start

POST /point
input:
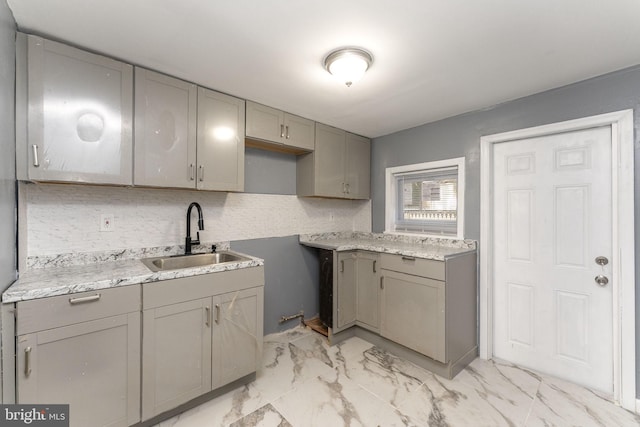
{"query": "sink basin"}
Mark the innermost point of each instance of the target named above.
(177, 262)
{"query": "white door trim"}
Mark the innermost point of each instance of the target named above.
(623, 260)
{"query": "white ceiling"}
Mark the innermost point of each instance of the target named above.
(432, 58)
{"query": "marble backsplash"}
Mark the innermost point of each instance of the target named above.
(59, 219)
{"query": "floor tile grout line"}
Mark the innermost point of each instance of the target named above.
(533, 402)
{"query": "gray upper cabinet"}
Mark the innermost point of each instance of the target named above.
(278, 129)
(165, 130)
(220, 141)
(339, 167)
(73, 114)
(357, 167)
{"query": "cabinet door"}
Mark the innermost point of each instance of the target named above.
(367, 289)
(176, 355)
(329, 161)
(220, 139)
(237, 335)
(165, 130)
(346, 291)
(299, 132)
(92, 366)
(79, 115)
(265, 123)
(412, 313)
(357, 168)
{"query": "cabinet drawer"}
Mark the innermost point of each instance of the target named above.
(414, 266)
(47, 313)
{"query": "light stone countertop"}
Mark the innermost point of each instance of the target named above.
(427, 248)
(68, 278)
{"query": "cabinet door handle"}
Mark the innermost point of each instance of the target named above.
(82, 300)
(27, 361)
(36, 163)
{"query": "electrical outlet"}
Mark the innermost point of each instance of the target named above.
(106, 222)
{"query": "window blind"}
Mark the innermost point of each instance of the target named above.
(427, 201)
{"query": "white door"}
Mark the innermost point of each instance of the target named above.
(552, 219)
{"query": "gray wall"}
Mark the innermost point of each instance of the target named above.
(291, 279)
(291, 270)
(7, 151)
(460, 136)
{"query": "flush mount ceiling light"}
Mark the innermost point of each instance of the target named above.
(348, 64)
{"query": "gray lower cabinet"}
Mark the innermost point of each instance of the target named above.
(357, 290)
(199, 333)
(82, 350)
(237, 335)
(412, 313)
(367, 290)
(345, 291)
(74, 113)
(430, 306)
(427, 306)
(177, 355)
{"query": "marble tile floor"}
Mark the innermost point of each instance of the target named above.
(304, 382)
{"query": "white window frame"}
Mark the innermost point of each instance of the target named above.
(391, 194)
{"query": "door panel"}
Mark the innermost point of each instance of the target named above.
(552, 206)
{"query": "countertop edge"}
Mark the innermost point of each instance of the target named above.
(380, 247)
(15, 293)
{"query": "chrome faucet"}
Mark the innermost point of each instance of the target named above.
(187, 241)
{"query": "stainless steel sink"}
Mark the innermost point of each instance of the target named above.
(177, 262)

end
start

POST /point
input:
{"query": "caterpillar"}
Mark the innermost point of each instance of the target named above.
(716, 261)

end

### [Exercise objective]
Pull out every line of the data above that contains the string "floor".

### [Final result]
{"query": "floor tile grout line"}
{"query": "marble tile floor"}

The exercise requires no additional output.